Would you please output the data exactly, omitting no line?

__Supplied records__.
+++
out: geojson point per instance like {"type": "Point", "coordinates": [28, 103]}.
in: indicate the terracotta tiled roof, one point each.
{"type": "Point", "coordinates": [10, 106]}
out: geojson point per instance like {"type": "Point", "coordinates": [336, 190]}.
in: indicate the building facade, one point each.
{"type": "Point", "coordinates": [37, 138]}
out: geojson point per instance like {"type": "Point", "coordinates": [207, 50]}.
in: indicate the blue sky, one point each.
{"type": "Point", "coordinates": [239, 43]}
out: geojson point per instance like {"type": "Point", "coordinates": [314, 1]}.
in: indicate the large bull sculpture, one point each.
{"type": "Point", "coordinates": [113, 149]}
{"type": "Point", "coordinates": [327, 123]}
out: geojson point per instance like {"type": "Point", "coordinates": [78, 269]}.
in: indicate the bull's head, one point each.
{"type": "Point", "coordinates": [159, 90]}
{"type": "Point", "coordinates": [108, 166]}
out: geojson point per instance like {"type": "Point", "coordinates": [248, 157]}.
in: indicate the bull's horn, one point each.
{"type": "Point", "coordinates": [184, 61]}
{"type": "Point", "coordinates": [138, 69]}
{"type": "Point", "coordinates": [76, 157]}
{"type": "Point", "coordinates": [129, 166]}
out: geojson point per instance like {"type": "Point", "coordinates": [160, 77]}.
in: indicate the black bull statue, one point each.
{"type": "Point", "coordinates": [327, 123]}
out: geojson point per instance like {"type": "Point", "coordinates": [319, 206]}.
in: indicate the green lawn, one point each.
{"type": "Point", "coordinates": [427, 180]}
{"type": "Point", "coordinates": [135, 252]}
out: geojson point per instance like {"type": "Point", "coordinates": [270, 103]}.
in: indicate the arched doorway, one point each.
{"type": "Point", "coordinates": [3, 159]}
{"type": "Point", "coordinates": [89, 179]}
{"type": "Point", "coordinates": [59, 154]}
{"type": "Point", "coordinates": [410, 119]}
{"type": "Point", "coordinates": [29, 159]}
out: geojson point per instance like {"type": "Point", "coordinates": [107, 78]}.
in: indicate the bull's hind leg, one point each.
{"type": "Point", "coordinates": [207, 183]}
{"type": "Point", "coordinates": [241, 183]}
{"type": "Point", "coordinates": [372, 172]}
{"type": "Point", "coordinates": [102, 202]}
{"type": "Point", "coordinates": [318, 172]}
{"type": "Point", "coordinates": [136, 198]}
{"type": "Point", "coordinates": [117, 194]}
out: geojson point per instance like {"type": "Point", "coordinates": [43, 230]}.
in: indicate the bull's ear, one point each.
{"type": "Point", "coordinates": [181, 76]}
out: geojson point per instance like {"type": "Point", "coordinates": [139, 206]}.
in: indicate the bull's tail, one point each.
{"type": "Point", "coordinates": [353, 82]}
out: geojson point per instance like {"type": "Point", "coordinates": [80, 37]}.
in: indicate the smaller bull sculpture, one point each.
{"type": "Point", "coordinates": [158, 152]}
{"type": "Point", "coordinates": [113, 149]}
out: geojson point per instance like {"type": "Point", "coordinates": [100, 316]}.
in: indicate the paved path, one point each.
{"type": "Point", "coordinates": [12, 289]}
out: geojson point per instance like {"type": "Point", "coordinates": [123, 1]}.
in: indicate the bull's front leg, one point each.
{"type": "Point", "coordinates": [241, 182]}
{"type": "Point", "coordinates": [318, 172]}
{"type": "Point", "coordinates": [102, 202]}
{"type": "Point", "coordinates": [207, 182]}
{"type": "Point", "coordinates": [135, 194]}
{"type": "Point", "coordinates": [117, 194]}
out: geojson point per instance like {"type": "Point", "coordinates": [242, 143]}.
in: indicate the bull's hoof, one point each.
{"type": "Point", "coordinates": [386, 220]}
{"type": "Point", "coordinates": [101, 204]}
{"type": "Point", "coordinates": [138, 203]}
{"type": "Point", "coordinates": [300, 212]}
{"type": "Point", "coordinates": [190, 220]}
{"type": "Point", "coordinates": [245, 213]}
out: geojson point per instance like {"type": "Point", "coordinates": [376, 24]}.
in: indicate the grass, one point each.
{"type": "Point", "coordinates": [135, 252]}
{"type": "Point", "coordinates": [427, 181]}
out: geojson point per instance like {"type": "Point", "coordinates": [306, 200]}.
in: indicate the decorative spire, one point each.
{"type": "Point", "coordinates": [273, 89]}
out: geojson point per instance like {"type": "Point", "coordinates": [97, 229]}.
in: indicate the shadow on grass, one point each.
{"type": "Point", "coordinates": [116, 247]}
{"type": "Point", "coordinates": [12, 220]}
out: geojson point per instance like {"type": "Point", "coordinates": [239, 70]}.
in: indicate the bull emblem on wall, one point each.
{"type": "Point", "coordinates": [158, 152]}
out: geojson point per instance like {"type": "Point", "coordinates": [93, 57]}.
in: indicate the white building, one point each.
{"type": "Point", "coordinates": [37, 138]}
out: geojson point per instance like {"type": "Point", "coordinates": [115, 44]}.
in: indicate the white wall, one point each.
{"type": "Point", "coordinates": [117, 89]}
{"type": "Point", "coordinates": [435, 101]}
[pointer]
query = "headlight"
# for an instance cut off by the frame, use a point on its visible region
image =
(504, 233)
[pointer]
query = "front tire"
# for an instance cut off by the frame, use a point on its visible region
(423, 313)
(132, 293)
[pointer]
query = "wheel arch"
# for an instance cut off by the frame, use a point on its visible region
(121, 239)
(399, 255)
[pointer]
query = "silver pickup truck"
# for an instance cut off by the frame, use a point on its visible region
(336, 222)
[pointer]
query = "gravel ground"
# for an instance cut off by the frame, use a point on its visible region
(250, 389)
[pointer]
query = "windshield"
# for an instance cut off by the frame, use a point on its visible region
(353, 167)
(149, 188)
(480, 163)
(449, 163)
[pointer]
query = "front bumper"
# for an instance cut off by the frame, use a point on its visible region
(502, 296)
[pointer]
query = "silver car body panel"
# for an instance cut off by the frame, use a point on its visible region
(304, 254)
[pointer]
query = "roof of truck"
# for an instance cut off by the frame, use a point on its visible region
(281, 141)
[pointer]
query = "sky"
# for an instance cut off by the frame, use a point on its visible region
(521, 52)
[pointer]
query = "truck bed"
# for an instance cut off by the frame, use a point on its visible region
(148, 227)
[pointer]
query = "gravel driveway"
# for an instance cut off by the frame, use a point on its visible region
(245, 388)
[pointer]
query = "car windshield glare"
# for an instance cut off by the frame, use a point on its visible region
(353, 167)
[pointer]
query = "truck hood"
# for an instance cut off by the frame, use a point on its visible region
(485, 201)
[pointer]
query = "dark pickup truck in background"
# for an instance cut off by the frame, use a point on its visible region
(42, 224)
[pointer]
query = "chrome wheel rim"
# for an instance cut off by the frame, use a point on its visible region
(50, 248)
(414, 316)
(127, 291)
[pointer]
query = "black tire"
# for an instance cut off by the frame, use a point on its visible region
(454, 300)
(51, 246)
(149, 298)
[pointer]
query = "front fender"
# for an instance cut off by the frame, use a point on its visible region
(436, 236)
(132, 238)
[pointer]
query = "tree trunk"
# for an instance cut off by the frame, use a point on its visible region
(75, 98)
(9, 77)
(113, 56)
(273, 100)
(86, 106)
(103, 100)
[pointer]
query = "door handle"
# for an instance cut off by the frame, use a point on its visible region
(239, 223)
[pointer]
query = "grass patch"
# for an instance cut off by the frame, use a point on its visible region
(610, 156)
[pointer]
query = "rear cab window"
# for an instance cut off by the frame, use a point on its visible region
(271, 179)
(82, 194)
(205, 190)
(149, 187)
+++
__Answer box__.
out: geojson point per instance like {"type": "Point", "coordinates": [28, 103]}.
in: indicate the terracotta tiled roof, one point each.
{"type": "Point", "coordinates": [10, 106]}
out: geojson point per instance like {"type": "Point", "coordinates": [336, 190]}.
in: indicate the building facade, one point each.
{"type": "Point", "coordinates": [37, 138]}
out: geojson point per instance like {"type": "Point", "coordinates": [207, 50]}.
in: indicate the blue sky, one point each.
{"type": "Point", "coordinates": [239, 43]}
out: geojson point per instance like {"type": "Point", "coordinates": [314, 1]}.
in: indicate the large bull sculpture, one point each.
{"type": "Point", "coordinates": [113, 149]}
{"type": "Point", "coordinates": [327, 123]}
out: geojson point per instance like {"type": "Point", "coordinates": [78, 269]}.
in: indicate the bull's head, one point each.
{"type": "Point", "coordinates": [159, 90]}
{"type": "Point", "coordinates": [108, 166]}
out: geojson point per instance like {"type": "Point", "coordinates": [248, 157]}.
in: indicate the bull's horn, one point each.
{"type": "Point", "coordinates": [184, 61]}
{"type": "Point", "coordinates": [138, 69]}
{"type": "Point", "coordinates": [76, 157]}
{"type": "Point", "coordinates": [129, 166]}
out: geojson point per instance like {"type": "Point", "coordinates": [160, 77]}.
in: indicate the black bull statue, one point each.
{"type": "Point", "coordinates": [327, 123]}
out: geojson point per instance like {"type": "Point", "coordinates": [319, 206]}.
in: indicate the green lawn, one point each.
{"type": "Point", "coordinates": [427, 180]}
{"type": "Point", "coordinates": [135, 252]}
out: geojson point per instance like {"type": "Point", "coordinates": [270, 103]}.
in: indicate the arched doorway, one point each.
{"type": "Point", "coordinates": [3, 159]}
{"type": "Point", "coordinates": [89, 179]}
{"type": "Point", "coordinates": [59, 154]}
{"type": "Point", "coordinates": [410, 119]}
{"type": "Point", "coordinates": [29, 159]}
out: geojson point per instance like {"type": "Point", "coordinates": [107, 78]}.
in: indicate the bull's hind leg, one point each.
{"type": "Point", "coordinates": [207, 183]}
{"type": "Point", "coordinates": [241, 183]}
{"type": "Point", "coordinates": [372, 172]}
{"type": "Point", "coordinates": [102, 202]}
{"type": "Point", "coordinates": [318, 172]}
{"type": "Point", "coordinates": [136, 198]}
{"type": "Point", "coordinates": [117, 194]}
out: geojson point per instance like {"type": "Point", "coordinates": [43, 230]}.
in: indicate the bull's ear, one point each.
{"type": "Point", "coordinates": [181, 76]}
out: geojson point per instance like {"type": "Point", "coordinates": [139, 206]}.
in: indicate the bull's tail, one point each.
{"type": "Point", "coordinates": [353, 82]}
out: geojson point per instance like {"type": "Point", "coordinates": [80, 37]}.
in: indicate the smaller bull sculpture, one point each.
{"type": "Point", "coordinates": [158, 152]}
{"type": "Point", "coordinates": [113, 149]}
out: geojson point per instance like {"type": "Point", "coordinates": [100, 316]}.
in: indicate the paved path, one point each.
{"type": "Point", "coordinates": [12, 289]}
out: geojson point per instance like {"type": "Point", "coordinates": [123, 1]}.
in: indicate the bull's front leg, one point each.
{"type": "Point", "coordinates": [241, 182]}
{"type": "Point", "coordinates": [318, 172]}
{"type": "Point", "coordinates": [102, 202]}
{"type": "Point", "coordinates": [207, 182]}
{"type": "Point", "coordinates": [135, 194]}
{"type": "Point", "coordinates": [117, 194]}
out: geojson point per instance like {"type": "Point", "coordinates": [242, 143]}.
in: indicate the bull's hoof, one point each.
{"type": "Point", "coordinates": [386, 220]}
{"type": "Point", "coordinates": [101, 204]}
{"type": "Point", "coordinates": [138, 203]}
{"type": "Point", "coordinates": [300, 212]}
{"type": "Point", "coordinates": [190, 220]}
{"type": "Point", "coordinates": [245, 213]}
out: geojson point per instance like {"type": "Point", "coordinates": [376, 24]}.
in: indicate the grass, one point each.
{"type": "Point", "coordinates": [135, 252]}
{"type": "Point", "coordinates": [427, 181]}
out: geojson point per instance like {"type": "Point", "coordinates": [306, 200]}.
in: indicate the decorative spire, one point each.
{"type": "Point", "coordinates": [273, 89]}
out: geojson point per instance like {"type": "Point", "coordinates": [97, 229]}.
in: indicate the shadow on grass, one point each.
{"type": "Point", "coordinates": [116, 247]}
{"type": "Point", "coordinates": [12, 220]}
out: geojson point per instance like {"type": "Point", "coordinates": [239, 70]}.
in: indicate the bull emblem on wall, one point each.
{"type": "Point", "coordinates": [158, 152]}
out: geojson point per instance like {"type": "Point", "coordinates": [93, 57]}.
in: indicate the white building, one point each.
{"type": "Point", "coordinates": [37, 138]}
out: geojson point per instance like {"type": "Point", "coordinates": [115, 44]}.
in: indicate the white wall, one point each.
{"type": "Point", "coordinates": [117, 89]}
{"type": "Point", "coordinates": [435, 101]}
[pointer]
query = "headlight"
# for an instance cut off by the frame, use a point on its visible region
image =
(504, 233)
[pointer]
query = "front tire"
# for an instance cut off by the frame, use a point on its visible region
(423, 313)
(132, 293)
[pointer]
query = "wheel arch"
# for an instance cut off by the frame, use a point on its visible region
(121, 239)
(399, 255)
[pointer]
query = "silver pickup truck"
# for an instance cut off by the frame, use a point on its visible region
(336, 222)
[pointer]
query = "gravel ground"
# for an instance cut off by the frame, use a point on its visible region
(250, 389)
[pointer]
query = "windshield"
# for an instance cut off by the frame, use a point on its visible region
(353, 167)
(149, 188)
(480, 163)
(449, 163)
[pointer]
query = "front bumper"
# for an instance cut off by the frame, use a point on its visible region
(502, 296)
[pointer]
query = "silver car body panel"
# for an instance cut off by the frame, use a point on its visible region
(304, 254)
[pointer]
query = "roof of truck"
# for an instance cut off by the frame, use a point on its visible region
(281, 141)
[pointer]
query = "sky"
# for an instance cut off by the frame, use a point on its visible region
(521, 52)
[pointer]
query = "truck bed"
# for an instance cut off by the frame, use a point on its visible region
(148, 227)
[pointer]
query = "gravel driveway"
# for an instance cut off by the frame, use a point on its visible region
(245, 388)
[pointer]
query = "car windshield glare"
# for an instance cut off by the frame, use a point on its visible region
(353, 167)
[pointer]
query = "truck hood"
# for an instance cut off by the frame, use a point on its visible region
(485, 201)
[pointer]
query = "dark pickup truck in background"
# for an instance cut off by the frame, use a point on its visible region
(42, 224)
[pointer]
query = "chrome wheel rim"
# for an instance cut off by the frame, use a point on its visible region
(50, 248)
(414, 316)
(127, 291)
[pointer]
query = "black tire"
# for an instance cut off by the frame, use a point on its visible region
(454, 300)
(51, 246)
(149, 298)
[pointer]
query = "front fender"
# for an instance cut off by the frame, use a point on its visible region
(436, 236)
(132, 238)
[pointer]
query = "tree trunk"
# for an instance cut off by the frame, use a point on its visible region
(75, 98)
(9, 77)
(113, 56)
(273, 100)
(86, 106)
(103, 100)
[pointer]
query = "door handle"
# for an instance cut off by the frame, use a point on its visible region
(239, 223)
[pointer]
query = "grass patch"
# for an instance cut off by the frame, use a point on its visible region
(610, 156)
[pointer]
query = "rear cab window"
# for an instance cut off by the frame, use a point on its visible region
(271, 179)
(82, 194)
(205, 190)
(149, 187)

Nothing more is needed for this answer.